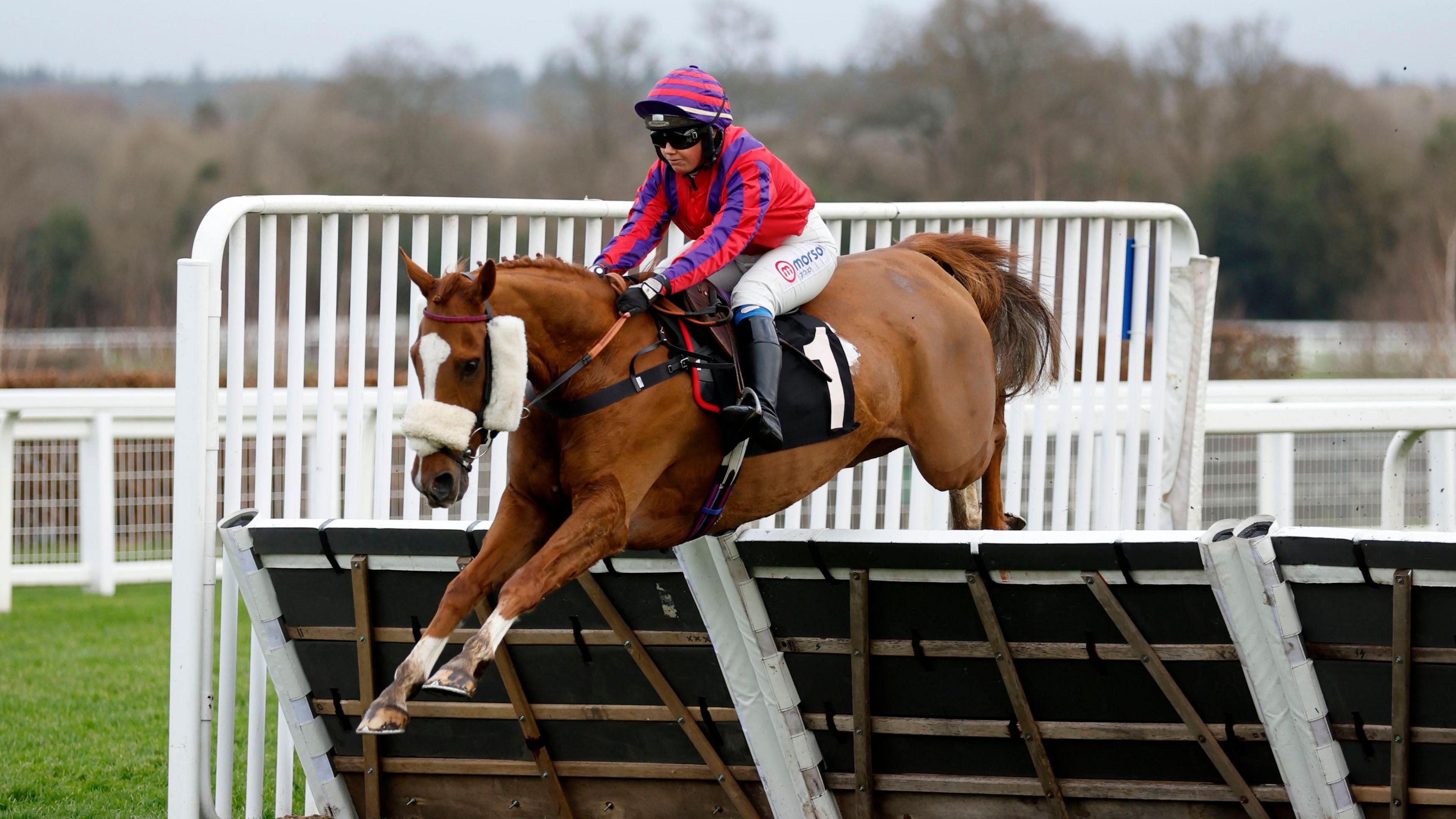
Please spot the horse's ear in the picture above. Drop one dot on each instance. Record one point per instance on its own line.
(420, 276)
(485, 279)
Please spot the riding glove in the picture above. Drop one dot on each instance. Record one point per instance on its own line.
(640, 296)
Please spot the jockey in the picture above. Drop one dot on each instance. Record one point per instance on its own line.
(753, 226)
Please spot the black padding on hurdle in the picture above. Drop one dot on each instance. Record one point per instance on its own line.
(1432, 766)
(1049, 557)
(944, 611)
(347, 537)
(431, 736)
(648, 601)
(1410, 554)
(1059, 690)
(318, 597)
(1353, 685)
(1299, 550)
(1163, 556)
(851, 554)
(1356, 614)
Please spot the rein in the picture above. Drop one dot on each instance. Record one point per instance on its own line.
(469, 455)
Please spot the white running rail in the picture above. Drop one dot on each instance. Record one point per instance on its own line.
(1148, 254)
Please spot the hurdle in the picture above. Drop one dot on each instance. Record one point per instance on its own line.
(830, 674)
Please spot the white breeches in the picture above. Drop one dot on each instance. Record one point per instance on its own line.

GIVEN INSTRUCTION =>
Could you format every line of the items above as a Markdown table with the columns "Row" and "Line", numbering each row and skipping blank lines? Leave the pictures out.

WRITTEN RESPONSE =>
| Row | Line |
|---|---|
| 1 | Please spot the horse's ear in the picture above. Drop one dot on each instance. Record one point per instance on its own line. |
| 2 | (420, 276) |
| 3 | (485, 279) |
| 4 | Please spot the riding glove in the picture above. Drop one dot on each instance. Record one point per instance on its own line. |
| 5 | (640, 296) |
| 6 | Please spot the jockey in the picture above. Drop one dot on each instance. Record one point per instance on its own line. |
| 7 | (753, 226) |
| 8 | Please spot the black padding on hurdle in the picture above. Drop one dot on each instance. Record one point per instance on its own line. |
| 9 | (1432, 766) |
| 10 | (1049, 557) |
| 11 | (944, 611) |
| 12 | (347, 537) |
| 13 | (431, 736) |
| 14 | (648, 601) |
| 15 | (1410, 554) |
| 16 | (1059, 690) |
| 17 | (318, 597) |
| 18 | (1353, 685) |
| 19 | (1299, 550) |
| 20 | (1163, 556) |
| 21 | (851, 554) |
| 22 | (1356, 614) |
| 23 | Please spot the rein in the picture above. Drop one dot on each instance. Record one point per instance on its own line. |
| 24 | (469, 455) |
| 25 | Please spot the white running rail in the picture above. Drop one dot on each instance. Record one point per instance on its own line. |
| 26 | (1148, 254) |
| 27 | Please spot the hurdle in the picture above. Drop one dot on each instance. Record one point per instance on its own line. |
| 28 | (830, 674) |
| 29 | Please spot the white breeches in the picture above. Drop one dot on each instance. Record one point per instance on its own line. |